Directions: Print the listing exactly, but only as far as the line containing "top in this photo.". The first line and that line are both included.
***** Exercise data
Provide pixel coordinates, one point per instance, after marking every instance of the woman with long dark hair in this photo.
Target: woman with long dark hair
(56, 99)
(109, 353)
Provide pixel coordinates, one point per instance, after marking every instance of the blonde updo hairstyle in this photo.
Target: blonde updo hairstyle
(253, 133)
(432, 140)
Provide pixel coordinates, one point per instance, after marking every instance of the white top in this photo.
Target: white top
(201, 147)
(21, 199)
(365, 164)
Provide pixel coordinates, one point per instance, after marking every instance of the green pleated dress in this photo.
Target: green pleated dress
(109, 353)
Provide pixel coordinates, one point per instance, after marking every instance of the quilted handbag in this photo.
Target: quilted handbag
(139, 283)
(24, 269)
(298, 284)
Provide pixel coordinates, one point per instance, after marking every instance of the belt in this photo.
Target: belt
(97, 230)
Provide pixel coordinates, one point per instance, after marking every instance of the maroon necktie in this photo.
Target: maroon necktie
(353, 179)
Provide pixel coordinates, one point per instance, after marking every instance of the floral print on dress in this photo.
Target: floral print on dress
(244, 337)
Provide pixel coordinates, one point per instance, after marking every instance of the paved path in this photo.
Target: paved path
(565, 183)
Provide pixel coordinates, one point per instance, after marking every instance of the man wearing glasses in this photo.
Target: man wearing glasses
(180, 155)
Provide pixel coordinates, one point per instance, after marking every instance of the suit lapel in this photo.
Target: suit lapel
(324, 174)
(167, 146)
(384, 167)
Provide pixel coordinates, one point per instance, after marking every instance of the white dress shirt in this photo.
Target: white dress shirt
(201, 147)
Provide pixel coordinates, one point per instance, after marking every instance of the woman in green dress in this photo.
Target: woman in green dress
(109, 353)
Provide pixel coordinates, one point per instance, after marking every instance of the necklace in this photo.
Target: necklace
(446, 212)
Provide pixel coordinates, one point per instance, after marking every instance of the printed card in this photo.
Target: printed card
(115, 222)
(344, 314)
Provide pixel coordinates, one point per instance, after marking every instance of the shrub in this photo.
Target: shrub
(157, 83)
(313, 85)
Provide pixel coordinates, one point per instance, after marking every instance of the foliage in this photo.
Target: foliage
**********
Answer for the task:
Provide pixel coordinates, one point per instance, after marking every instance of the woman with long dark hair in this photo.
Target: woman with long dark hair
(56, 99)
(109, 353)
Provide pixel coordinates, one point per instance, after marking every instance of the blonde updo hairstyle in this photo.
Target: blonde updo hairstyle
(253, 133)
(432, 140)
Provide pixel coordinates, one point per instance, after marking every instance of the white top in this photo.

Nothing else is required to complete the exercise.